> _STATED EXERCISE_:
Pull out each line in the items below that contains the word "front".

> _INPUT FOR THIS TASK_:
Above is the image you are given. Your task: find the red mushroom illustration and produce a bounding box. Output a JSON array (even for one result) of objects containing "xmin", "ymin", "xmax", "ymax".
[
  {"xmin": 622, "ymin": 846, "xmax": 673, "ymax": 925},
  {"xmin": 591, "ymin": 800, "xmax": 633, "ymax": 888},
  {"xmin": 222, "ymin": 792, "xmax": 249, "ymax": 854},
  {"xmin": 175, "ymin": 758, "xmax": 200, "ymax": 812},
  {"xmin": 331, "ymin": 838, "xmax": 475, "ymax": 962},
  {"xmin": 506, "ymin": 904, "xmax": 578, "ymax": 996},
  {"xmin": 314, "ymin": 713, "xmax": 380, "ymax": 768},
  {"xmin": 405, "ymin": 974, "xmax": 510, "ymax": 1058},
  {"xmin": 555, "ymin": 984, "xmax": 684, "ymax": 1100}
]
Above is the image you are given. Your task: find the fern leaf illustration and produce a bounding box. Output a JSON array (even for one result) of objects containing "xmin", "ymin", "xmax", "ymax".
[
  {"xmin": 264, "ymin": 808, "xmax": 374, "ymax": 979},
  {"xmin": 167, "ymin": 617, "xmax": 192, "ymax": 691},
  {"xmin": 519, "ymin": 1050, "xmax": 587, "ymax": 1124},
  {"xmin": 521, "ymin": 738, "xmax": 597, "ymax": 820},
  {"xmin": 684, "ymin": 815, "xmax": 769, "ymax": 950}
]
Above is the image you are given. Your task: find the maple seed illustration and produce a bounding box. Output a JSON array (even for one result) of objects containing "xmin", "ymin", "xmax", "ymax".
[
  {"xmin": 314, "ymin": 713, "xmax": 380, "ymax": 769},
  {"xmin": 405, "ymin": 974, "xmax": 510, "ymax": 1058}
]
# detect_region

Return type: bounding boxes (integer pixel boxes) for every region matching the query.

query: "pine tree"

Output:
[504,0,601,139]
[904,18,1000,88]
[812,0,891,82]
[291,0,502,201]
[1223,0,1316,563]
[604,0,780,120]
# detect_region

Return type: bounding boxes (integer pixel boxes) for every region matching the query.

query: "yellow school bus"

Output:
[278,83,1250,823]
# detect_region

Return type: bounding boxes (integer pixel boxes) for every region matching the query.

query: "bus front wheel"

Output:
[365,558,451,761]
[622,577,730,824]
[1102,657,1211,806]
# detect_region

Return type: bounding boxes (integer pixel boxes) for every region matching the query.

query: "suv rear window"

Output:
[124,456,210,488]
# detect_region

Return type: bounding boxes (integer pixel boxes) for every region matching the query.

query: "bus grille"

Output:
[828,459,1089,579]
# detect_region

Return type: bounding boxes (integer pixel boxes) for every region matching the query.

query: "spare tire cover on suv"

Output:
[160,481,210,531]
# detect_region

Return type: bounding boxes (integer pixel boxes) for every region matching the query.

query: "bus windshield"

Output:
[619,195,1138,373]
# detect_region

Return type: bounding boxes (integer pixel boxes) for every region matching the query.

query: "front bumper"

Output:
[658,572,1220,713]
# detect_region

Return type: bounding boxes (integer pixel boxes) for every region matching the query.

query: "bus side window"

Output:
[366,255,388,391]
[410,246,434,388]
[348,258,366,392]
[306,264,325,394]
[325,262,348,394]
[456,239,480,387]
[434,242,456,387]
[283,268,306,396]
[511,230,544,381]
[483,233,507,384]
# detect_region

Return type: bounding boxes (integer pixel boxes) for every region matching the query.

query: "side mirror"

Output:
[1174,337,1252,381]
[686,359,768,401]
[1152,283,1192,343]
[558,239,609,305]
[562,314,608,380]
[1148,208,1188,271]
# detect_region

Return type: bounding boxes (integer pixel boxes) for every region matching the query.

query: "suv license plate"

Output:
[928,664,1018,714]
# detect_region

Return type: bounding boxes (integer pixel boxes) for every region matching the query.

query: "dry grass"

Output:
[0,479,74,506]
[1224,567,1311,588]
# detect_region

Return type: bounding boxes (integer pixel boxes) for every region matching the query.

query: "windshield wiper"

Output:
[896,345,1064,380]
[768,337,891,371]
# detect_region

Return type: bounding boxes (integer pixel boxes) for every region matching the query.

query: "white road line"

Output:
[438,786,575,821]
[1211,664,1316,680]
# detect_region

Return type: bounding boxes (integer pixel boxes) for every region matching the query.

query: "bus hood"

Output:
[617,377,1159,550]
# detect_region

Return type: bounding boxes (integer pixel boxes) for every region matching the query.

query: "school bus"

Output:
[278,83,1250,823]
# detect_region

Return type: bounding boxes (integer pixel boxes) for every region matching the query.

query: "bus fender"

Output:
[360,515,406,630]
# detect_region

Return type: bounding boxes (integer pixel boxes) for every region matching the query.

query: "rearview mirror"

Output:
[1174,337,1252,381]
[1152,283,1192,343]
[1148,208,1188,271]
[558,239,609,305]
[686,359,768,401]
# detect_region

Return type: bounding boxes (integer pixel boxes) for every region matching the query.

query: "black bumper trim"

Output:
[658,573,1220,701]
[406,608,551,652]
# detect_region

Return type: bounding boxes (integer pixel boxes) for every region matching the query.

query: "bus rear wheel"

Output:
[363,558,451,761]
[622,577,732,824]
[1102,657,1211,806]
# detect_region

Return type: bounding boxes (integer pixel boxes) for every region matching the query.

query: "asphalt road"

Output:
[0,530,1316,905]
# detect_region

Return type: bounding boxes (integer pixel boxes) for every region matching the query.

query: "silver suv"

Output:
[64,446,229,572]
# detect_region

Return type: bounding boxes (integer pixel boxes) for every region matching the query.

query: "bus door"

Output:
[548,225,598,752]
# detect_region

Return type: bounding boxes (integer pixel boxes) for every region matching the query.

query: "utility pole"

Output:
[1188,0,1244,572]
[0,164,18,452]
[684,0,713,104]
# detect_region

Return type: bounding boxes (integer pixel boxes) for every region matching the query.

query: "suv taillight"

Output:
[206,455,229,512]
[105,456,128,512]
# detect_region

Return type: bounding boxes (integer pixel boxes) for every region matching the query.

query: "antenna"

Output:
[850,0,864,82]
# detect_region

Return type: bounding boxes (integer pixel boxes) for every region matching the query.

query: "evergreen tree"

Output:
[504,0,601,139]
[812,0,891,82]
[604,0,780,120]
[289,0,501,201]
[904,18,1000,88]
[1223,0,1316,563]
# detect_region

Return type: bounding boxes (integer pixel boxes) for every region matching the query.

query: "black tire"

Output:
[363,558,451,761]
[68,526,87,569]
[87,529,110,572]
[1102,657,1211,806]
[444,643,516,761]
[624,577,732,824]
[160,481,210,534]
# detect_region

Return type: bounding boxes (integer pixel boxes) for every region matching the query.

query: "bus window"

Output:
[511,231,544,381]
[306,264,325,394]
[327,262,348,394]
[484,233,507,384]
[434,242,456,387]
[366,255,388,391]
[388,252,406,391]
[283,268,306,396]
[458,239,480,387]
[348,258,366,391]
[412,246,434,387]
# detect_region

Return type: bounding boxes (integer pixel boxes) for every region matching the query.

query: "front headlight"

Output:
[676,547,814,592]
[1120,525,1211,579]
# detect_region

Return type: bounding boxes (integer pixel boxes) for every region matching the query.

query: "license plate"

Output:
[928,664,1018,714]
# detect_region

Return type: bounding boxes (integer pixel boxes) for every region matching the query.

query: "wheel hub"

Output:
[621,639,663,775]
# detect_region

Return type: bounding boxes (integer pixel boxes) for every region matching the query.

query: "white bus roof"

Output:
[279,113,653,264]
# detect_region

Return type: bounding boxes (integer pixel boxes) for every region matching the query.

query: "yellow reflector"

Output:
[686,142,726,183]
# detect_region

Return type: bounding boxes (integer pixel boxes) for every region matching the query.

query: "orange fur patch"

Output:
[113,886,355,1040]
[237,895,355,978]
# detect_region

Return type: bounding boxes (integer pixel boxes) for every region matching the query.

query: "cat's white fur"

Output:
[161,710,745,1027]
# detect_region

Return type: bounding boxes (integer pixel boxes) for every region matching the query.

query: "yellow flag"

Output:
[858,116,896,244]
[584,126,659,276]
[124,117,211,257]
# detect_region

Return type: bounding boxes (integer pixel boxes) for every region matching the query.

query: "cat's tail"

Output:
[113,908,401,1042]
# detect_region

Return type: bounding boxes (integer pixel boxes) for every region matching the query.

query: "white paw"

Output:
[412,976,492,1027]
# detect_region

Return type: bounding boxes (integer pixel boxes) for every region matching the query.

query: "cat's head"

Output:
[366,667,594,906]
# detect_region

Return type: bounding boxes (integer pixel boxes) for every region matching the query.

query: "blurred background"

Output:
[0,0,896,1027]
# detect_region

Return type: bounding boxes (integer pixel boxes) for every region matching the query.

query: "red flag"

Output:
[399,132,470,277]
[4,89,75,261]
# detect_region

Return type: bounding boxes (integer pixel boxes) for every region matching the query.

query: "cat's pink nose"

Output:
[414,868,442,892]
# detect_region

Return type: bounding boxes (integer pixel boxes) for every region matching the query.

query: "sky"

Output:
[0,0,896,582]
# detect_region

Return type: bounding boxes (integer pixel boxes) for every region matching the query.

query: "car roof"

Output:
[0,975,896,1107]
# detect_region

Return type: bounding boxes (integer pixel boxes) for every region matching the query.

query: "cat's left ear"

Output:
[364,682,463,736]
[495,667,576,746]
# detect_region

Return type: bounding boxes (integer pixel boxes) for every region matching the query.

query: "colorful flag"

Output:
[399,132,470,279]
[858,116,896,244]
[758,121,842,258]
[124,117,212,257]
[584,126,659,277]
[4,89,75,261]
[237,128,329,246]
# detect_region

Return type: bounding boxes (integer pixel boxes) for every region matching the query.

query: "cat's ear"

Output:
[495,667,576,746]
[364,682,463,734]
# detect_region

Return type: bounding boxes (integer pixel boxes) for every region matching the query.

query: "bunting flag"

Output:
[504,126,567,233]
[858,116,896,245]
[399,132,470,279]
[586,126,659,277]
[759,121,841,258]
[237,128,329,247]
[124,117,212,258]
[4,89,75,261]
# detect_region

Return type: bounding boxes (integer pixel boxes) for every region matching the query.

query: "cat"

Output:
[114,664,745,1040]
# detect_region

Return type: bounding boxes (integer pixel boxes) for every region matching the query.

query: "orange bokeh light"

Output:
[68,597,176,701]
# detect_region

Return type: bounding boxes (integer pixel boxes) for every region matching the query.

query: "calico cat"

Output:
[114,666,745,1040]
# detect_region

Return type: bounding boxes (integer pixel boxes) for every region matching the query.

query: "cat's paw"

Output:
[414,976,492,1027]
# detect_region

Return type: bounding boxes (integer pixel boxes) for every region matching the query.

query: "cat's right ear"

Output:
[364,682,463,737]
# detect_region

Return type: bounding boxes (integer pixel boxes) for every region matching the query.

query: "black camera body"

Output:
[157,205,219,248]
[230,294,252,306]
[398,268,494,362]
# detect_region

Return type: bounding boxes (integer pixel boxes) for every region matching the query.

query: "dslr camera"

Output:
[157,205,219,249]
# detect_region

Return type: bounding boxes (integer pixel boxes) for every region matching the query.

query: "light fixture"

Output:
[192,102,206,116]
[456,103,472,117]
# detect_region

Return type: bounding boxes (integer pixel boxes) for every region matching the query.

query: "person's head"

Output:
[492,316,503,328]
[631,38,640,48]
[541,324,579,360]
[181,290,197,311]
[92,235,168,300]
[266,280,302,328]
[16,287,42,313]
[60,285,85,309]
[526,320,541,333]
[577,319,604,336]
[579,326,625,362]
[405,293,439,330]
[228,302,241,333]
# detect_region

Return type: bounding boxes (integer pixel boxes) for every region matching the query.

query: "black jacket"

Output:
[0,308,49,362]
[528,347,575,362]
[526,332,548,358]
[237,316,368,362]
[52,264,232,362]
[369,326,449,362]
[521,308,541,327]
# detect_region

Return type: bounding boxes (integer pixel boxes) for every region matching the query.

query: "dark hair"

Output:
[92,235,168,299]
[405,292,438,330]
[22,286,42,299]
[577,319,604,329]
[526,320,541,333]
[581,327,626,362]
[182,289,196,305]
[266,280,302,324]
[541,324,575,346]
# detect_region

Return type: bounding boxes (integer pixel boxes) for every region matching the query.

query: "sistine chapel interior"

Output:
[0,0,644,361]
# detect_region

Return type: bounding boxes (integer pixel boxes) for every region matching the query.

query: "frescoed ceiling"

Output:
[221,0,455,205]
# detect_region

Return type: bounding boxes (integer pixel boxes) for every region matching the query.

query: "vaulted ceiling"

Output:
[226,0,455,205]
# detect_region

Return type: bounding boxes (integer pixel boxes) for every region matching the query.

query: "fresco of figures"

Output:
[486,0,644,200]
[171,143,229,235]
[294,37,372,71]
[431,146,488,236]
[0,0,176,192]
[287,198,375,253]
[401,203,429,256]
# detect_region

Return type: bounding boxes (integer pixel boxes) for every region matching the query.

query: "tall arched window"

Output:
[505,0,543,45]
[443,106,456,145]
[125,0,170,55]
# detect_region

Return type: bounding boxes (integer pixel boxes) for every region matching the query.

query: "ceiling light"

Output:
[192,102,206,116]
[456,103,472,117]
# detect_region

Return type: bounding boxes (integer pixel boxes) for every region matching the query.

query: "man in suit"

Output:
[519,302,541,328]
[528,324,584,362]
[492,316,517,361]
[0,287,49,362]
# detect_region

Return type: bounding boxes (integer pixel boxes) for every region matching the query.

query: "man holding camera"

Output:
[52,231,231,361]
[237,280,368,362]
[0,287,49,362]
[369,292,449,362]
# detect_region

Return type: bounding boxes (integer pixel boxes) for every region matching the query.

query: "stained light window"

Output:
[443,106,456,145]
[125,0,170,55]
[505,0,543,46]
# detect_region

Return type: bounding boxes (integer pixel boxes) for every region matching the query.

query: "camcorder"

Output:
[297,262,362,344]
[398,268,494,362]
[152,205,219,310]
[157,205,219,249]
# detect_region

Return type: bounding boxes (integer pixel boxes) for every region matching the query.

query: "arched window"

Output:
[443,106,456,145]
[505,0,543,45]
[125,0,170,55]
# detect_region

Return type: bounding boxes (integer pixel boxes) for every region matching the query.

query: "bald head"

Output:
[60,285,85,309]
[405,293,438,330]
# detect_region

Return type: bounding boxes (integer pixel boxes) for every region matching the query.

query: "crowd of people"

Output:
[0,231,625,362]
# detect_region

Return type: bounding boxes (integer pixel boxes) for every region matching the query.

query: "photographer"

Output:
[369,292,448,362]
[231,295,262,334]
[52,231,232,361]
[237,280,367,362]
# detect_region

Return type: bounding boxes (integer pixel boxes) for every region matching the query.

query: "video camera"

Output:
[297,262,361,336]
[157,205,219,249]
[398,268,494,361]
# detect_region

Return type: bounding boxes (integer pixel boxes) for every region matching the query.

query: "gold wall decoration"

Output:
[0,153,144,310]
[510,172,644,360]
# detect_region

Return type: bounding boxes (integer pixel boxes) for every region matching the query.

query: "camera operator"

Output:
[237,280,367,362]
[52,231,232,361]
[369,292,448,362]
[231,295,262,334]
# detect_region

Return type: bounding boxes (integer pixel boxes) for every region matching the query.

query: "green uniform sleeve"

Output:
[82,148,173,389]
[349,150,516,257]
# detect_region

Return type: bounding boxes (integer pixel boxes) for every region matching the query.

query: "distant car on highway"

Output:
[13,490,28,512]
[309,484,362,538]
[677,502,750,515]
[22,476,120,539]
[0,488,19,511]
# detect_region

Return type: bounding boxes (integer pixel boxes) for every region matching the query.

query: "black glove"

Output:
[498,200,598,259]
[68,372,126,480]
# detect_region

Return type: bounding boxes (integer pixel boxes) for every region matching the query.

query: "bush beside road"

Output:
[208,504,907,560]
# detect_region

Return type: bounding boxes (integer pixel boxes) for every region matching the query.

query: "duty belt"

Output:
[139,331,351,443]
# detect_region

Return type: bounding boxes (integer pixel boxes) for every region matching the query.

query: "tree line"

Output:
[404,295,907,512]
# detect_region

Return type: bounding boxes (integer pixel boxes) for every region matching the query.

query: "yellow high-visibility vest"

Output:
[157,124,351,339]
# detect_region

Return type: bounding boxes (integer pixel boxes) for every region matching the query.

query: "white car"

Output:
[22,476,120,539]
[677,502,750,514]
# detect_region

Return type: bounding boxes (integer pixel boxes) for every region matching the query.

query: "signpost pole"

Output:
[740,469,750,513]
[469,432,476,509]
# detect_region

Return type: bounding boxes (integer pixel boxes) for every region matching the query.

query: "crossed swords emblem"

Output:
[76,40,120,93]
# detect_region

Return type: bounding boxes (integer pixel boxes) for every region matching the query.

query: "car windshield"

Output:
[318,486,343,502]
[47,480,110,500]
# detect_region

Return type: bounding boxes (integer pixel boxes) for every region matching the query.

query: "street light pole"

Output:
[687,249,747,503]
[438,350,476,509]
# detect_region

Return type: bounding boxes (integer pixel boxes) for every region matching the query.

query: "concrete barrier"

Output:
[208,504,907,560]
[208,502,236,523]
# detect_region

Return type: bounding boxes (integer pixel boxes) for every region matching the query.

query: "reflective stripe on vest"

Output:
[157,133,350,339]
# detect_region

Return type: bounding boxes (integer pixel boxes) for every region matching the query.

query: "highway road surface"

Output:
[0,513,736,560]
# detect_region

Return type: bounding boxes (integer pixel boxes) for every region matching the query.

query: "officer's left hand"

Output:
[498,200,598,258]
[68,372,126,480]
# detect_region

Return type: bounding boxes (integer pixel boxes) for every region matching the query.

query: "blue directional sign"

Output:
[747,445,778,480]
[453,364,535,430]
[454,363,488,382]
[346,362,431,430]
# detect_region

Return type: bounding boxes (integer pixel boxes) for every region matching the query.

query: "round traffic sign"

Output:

> _FULL OUTPUT_:
query: "bus front wheel"
query: "front bumper"
query: "front headlight"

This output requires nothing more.